What to produce — Extract the records without changes, beginning with the line that contains "of the brown" and continuing through the final line of the records.

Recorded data
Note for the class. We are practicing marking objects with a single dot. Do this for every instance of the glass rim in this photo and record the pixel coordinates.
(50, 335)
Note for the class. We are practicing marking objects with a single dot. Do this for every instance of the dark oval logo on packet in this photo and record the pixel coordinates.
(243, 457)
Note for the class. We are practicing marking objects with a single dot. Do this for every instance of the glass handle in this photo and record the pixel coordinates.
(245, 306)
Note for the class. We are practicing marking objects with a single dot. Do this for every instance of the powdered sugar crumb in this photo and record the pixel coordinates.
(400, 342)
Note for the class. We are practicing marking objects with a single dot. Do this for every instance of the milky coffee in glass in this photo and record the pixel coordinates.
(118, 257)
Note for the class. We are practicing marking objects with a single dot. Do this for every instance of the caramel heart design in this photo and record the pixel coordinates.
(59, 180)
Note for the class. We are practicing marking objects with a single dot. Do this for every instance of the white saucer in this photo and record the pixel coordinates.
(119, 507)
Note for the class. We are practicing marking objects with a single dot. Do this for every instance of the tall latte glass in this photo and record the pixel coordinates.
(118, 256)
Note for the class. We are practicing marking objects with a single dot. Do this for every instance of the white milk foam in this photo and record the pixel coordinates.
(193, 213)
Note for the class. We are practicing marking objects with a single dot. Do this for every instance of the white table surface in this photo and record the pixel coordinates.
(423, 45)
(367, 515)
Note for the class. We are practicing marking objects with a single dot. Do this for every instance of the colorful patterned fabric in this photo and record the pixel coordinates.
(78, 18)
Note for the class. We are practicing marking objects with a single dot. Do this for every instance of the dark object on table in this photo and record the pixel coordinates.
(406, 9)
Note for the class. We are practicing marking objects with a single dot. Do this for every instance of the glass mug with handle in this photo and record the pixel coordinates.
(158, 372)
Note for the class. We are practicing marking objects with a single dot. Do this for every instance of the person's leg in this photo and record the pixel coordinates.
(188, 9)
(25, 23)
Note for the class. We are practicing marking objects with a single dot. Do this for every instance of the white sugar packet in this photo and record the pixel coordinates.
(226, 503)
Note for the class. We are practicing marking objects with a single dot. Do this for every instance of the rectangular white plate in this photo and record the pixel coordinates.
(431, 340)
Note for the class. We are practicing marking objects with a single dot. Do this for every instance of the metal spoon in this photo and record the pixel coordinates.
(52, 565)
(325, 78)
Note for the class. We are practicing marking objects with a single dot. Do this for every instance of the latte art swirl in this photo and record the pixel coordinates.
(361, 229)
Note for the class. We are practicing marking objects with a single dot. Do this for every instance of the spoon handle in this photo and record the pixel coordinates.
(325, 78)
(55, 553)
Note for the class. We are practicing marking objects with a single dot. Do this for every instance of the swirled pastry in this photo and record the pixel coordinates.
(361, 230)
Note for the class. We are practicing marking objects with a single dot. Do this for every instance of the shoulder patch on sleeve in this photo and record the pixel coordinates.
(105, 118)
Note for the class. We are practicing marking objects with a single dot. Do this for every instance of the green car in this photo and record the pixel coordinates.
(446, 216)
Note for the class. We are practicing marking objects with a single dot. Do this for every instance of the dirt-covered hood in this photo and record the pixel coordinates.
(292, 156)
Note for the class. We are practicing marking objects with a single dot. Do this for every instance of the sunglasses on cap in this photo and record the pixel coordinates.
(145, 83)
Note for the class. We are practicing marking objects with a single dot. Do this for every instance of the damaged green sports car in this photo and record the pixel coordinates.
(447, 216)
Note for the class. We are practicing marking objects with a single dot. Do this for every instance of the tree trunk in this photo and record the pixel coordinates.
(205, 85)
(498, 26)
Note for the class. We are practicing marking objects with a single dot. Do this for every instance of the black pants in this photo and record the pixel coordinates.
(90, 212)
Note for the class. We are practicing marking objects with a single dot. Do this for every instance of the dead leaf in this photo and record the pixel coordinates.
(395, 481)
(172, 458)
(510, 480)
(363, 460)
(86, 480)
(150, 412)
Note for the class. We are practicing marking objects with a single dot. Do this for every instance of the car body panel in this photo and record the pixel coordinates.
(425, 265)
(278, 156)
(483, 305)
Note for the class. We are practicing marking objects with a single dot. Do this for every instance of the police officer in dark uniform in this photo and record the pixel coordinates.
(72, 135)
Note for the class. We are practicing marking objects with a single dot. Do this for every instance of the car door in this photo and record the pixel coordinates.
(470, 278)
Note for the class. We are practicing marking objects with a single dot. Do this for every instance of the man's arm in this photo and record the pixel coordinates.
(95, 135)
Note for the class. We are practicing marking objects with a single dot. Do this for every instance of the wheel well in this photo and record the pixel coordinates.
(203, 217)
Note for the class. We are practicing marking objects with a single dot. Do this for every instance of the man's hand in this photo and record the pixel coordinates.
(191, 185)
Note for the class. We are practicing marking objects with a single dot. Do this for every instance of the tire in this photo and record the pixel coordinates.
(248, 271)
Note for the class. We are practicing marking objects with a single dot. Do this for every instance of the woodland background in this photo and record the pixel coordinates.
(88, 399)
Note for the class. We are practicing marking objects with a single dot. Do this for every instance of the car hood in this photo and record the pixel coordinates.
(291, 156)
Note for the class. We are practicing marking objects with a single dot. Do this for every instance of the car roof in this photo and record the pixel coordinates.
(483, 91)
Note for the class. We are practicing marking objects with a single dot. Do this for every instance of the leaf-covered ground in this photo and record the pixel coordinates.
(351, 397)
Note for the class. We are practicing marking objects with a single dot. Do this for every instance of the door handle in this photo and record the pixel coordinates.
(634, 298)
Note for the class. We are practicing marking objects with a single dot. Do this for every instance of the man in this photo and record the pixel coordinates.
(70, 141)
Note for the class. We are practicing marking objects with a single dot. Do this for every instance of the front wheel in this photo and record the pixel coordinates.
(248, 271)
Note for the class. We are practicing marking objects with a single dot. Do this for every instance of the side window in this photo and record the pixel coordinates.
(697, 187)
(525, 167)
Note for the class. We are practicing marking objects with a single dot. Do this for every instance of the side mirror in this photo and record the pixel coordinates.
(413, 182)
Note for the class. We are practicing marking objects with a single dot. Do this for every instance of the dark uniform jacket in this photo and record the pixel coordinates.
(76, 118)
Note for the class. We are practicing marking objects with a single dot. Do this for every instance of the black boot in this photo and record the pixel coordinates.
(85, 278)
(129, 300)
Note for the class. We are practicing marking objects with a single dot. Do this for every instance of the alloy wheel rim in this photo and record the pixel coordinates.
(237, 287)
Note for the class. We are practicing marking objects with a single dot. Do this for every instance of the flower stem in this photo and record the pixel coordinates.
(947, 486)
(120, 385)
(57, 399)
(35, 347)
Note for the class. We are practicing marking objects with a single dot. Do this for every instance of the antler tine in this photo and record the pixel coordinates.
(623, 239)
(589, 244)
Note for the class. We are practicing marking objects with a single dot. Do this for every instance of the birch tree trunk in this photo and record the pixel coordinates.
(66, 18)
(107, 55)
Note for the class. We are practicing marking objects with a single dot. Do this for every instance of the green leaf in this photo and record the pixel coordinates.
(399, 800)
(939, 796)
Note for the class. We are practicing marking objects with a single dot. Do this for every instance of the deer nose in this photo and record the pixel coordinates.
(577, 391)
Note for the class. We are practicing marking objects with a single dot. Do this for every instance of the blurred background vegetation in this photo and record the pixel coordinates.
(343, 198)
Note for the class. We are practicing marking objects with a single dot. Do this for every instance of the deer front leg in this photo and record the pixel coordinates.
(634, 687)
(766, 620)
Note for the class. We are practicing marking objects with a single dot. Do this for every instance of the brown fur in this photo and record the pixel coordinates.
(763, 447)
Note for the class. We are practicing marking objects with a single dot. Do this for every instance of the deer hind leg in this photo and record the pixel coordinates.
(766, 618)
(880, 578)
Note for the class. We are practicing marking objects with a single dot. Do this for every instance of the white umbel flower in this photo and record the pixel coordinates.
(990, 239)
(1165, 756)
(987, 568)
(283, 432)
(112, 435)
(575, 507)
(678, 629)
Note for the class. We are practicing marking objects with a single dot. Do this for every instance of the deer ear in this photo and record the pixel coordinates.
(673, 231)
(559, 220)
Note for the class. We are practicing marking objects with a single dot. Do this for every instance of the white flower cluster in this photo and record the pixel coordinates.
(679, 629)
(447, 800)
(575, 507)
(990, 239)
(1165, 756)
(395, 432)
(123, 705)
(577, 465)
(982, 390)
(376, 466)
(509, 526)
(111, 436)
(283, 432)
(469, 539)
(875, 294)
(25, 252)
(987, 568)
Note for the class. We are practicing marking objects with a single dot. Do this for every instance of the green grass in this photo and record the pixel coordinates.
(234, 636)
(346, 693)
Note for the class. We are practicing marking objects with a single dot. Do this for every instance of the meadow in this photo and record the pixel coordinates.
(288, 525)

Solution for this task —
Note for the class. We are practicing marking objects with a single dot. Do this for every instance of the brown fur in this photo and record the pixel coordinates.
(763, 447)
Note for the class. We are practicing marking objects with a single dot. Do this for every instance of the deer hind leg in this photo and record the pixel coordinates.
(766, 618)
(880, 578)
Note for the class. We are practicing marking objects with a single dot. Do this for every instance of the white umbel flower in this photo and record the pixel coordinates.
(990, 239)
(1165, 756)
(987, 568)
(283, 432)
(112, 435)
(575, 507)
(678, 629)
Note for the class. We are practicing marking objects with a single dot. Do this for every instance of the deer ear in this photo and record the pixel coordinates.
(673, 231)
(559, 220)
Note for the class. We are practicing marking objects with a single dot. Do this for every instance of the white flower cluster in this photo and record the pixel coordinates.
(679, 629)
(447, 800)
(575, 507)
(990, 239)
(1165, 756)
(395, 432)
(123, 705)
(577, 465)
(982, 390)
(376, 466)
(509, 526)
(111, 436)
(283, 432)
(469, 539)
(875, 294)
(25, 252)
(987, 568)
Note for the class. We are practicing marking objects with a single dot. Do this for every instance of the green grass in this photo and record the pixel coordinates.
(234, 636)
(346, 693)
Note for the class. We are practicing marking objects with a single dot. Do this for every instance of the meadow in this photo and record the pixel coordinates.
(288, 525)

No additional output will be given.